> _Given entries_:
------

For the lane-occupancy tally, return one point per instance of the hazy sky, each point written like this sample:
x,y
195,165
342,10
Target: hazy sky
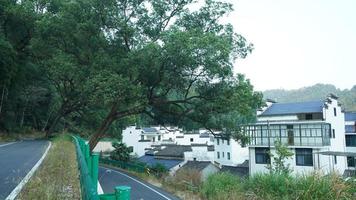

------

> _What you will do_: Copy the lines above word for word, leaving out the pictures.

> _Task result_:
For the lane-occupancy tally, return one point per instance of the hazy sky, each point written like this sample:
x,y
195,165
342,10
Target: hazy sky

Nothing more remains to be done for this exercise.